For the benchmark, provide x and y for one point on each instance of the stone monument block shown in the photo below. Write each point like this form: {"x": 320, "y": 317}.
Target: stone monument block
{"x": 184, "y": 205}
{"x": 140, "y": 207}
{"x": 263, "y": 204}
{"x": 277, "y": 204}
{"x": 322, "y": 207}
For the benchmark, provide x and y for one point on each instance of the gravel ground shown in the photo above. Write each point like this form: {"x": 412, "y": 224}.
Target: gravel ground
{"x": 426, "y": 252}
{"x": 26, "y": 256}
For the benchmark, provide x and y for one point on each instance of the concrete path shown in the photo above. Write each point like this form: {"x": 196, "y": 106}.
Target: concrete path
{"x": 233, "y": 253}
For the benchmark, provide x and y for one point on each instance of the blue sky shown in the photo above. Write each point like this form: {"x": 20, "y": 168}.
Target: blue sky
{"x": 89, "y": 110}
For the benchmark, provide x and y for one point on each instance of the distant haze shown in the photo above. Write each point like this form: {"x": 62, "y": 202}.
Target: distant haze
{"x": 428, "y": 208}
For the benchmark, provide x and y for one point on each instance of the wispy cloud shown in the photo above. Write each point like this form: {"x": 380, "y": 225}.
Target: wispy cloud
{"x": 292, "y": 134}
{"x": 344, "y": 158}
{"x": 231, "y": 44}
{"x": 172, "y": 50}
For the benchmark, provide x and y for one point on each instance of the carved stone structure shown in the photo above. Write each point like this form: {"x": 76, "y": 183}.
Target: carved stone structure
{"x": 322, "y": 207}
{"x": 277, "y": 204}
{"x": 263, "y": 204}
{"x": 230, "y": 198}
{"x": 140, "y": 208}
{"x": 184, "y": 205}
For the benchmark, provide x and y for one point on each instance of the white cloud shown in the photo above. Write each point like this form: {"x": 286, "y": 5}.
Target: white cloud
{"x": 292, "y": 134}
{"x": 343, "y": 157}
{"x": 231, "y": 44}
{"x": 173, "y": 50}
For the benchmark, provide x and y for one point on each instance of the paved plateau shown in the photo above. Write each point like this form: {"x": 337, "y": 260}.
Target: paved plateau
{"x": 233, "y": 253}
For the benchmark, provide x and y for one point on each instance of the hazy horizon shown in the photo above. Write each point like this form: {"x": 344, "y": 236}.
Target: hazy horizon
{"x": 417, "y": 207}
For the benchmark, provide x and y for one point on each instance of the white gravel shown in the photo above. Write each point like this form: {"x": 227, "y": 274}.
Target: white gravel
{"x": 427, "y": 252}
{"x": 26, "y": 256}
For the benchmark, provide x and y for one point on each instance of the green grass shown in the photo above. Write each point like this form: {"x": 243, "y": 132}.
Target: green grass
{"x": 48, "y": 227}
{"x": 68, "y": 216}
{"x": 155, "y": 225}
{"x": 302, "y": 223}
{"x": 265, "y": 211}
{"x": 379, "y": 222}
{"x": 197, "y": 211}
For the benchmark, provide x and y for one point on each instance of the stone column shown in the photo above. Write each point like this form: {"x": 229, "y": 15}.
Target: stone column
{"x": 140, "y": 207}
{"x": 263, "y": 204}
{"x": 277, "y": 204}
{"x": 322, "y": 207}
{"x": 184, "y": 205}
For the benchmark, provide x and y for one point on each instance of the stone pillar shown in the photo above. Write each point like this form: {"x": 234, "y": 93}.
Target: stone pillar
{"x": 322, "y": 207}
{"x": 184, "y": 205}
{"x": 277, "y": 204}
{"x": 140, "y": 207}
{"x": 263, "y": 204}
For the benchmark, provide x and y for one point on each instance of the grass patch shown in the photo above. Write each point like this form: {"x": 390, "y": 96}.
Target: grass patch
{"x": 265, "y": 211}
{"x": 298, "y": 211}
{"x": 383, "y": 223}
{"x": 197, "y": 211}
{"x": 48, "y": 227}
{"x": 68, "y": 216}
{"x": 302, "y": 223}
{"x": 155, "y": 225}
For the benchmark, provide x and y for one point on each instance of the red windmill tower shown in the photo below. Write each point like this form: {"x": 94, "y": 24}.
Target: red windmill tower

● ● ●

Do this -> From the line containing "of the green" through the final line of the listing above, retype every line exactly; leave out everything else.

Full answer ->
For the benchmark, provide x and y for one point on each instance of the green grass shown in the photo above. Write each point like this form: {"x": 243, "y": 132}.
Target: green grass
{"x": 48, "y": 227}
{"x": 68, "y": 216}
{"x": 155, "y": 225}
{"x": 302, "y": 223}
{"x": 265, "y": 211}
{"x": 379, "y": 222}
{"x": 197, "y": 211}
For the benchmark, provide x and y for one point on each instance of the stone column shown in the photo above. Write each point like this form: {"x": 229, "y": 15}.
Target: stone column
{"x": 140, "y": 207}
{"x": 263, "y": 204}
{"x": 277, "y": 204}
{"x": 322, "y": 207}
{"x": 184, "y": 205}
For the benchmark, provide x and y for one point on each instance of the stone pillar shown in the photo above. Write each point like this form: {"x": 234, "y": 93}.
Target: stone pillar
{"x": 322, "y": 207}
{"x": 184, "y": 205}
{"x": 277, "y": 204}
{"x": 140, "y": 207}
{"x": 263, "y": 204}
For the benchmark, provide x and y for one point on each instance of the grass patch shown in the photo above. Write each point like this form: {"x": 390, "y": 96}.
Target: grass patch
{"x": 265, "y": 211}
{"x": 298, "y": 211}
{"x": 383, "y": 223}
{"x": 197, "y": 211}
{"x": 48, "y": 227}
{"x": 68, "y": 216}
{"x": 302, "y": 223}
{"x": 155, "y": 225}
For the benchmark, provide x and y for one point on each instance of the red windmill tower shown in the photo below. Write each point like this form: {"x": 94, "y": 24}.
Target: red windmill tower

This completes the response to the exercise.